---- SUPPLIED RECORDS

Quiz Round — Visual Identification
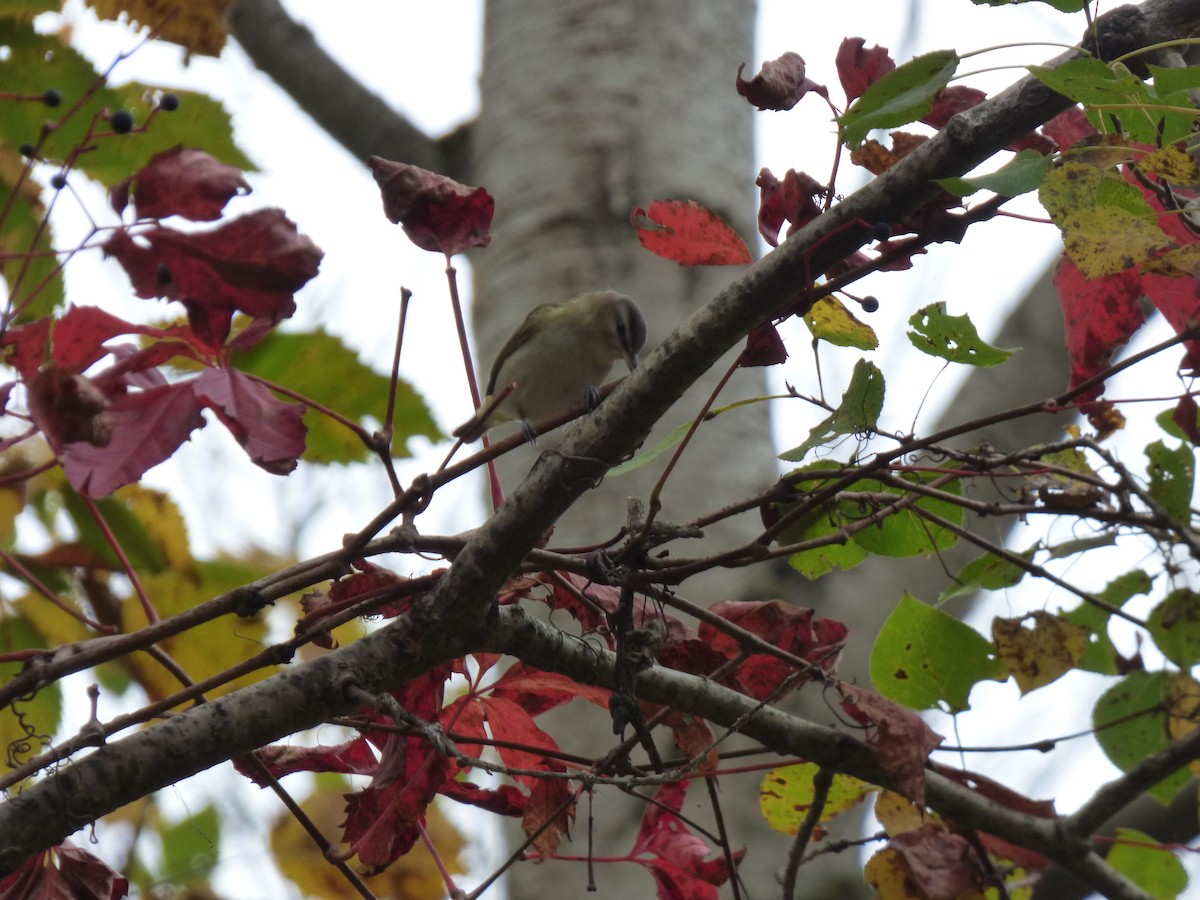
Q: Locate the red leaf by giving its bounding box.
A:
[488,662,612,715]
[233,737,379,787]
[835,37,896,102]
[737,50,829,109]
[439,780,529,816]
[193,368,306,475]
[1054,253,1145,403]
[1042,107,1097,150]
[26,365,113,450]
[630,781,745,900]
[738,322,787,367]
[113,146,250,222]
[103,209,322,348]
[700,600,847,700]
[1141,272,1200,373]
[367,156,496,257]
[59,383,204,497]
[481,697,558,787]
[0,841,130,900]
[838,682,946,806]
[755,169,826,247]
[632,200,750,265]
[889,822,985,896]
[0,318,52,380]
[934,763,1058,871]
[521,778,575,857]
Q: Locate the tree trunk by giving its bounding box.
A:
[470,0,786,900]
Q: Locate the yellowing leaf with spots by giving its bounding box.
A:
[758,762,876,834]
[991,610,1088,694]
[804,296,880,350]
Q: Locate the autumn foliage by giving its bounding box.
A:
[0,4,1200,900]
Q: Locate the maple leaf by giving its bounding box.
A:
[233,737,379,787]
[889,822,985,896]
[367,156,496,258]
[521,778,575,857]
[112,145,251,222]
[439,779,529,816]
[738,322,787,368]
[838,682,946,806]
[102,209,323,349]
[737,50,829,110]
[834,37,896,101]
[755,168,826,247]
[0,841,130,900]
[630,200,751,265]
[700,600,848,700]
[59,383,204,497]
[191,368,306,475]
[630,781,745,900]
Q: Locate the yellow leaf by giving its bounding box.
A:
[1062,206,1174,278]
[863,847,928,900]
[1138,144,1200,185]
[758,762,876,834]
[1166,674,1200,774]
[88,0,233,56]
[875,791,930,838]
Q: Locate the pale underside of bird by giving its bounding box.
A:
[454,290,646,442]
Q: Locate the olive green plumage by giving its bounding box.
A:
[454,290,646,442]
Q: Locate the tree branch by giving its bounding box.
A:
[229,0,452,174]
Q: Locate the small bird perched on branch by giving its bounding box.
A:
[454,290,646,443]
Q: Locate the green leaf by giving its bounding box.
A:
[779,359,884,462]
[1106,828,1188,900]
[0,160,64,323]
[62,487,167,572]
[160,804,221,888]
[234,330,444,463]
[871,593,1008,713]
[1062,569,1153,674]
[758,762,878,834]
[1146,440,1196,524]
[0,609,62,764]
[1154,409,1200,443]
[0,20,253,187]
[1030,56,1186,144]
[772,462,869,581]
[908,302,1013,366]
[971,0,1092,12]
[1146,588,1200,671]
[804,296,880,350]
[935,150,1054,197]
[937,545,1037,606]
[839,472,962,558]
[838,50,959,149]
[605,397,779,478]
[1092,672,1189,804]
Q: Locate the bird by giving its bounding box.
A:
[454,290,646,443]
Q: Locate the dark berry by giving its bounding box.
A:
[109,109,133,134]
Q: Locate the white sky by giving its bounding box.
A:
[25,0,1200,900]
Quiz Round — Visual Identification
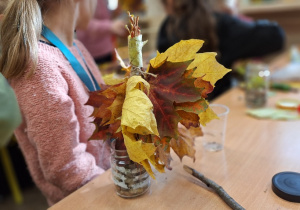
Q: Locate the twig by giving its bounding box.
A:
[183,165,244,210]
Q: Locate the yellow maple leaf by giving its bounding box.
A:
[121,76,159,136]
[104,94,125,125]
[198,104,219,126]
[187,52,231,86]
[150,39,204,68]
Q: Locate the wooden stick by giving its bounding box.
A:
[183,165,244,210]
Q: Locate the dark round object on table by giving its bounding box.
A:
[272,171,300,203]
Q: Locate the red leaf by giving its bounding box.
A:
[146,61,201,139]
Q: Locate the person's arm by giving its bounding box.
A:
[216,14,285,67]
[0,73,22,147]
[15,65,104,193]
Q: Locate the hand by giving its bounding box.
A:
[111,20,128,37]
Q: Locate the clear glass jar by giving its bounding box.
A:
[245,63,270,108]
[111,140,151,198]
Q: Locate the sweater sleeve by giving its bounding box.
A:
[0,73,22,148]
[15,63,104,194]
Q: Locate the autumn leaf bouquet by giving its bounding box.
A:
[87,15,230,185]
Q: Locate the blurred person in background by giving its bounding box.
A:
[76,0,128,64]
[157,0,285,100]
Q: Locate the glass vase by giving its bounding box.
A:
[111,140,150,198]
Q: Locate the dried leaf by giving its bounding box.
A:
[150,39,204,68]
[147,61,201,138]
[122,130,156,179]
[121,76,159,135]
[199,107,219,126]
[170,126,196,161]
[188,52,231,86]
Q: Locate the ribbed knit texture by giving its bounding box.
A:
[77,0,113,58]
[11,41,110,205]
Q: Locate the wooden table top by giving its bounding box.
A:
[51,85,300,210]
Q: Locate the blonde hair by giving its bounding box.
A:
[0,0,9,14]
[0,0,44,79]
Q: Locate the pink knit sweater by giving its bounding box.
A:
[12,41,110,205]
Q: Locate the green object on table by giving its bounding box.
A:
[271,83,295,91]
[246,108,300,120]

--------

THE REQUEST: Rewrite the part of the rows above that opens with the line containing "Q: Locate the person's" and closes with the line containing "[188,52,231,86]", keeping every request line as it stands and raising each bounding-box coordinate in the answers by 58.

EXERCISE OUTPUT:
Q: Locate the person's arm by giving its bounding box.
A:
[274,72,343,125]
[58,131,80,205]
[73,123,162,251]
Q: Locate the hand by giving its bounding box.
A:
[169,78,186,95]
Q: Locate the clear glass jar by giving its bounding box.
A:
[303,121,328,166]
[169,198,209,256]
Q: Locate the sweater sleeve by giving its bounding box.
A:
[58,131,80,206]
[73,121,162,252]
Q: Locate the autumn leaf bouquet by giving its bounding box.
A:
[145,73,288,243]
Q: Locate the blurred person in background by giving its bounding box.
A:
[134,58,186,122]
[215,58,343,158]
Q: Locate the glass vase by giving its bounding box.
A:
[169,198,208,256]
Q: Locate the dried leaf by giving its bounding box.
A:
[208,97,262,126]
[205,119,259,196]
[180,188,214,237]
[179,134,217,193]
[257,165,277,184]
[228,184,254,219]
[246,110,289,144]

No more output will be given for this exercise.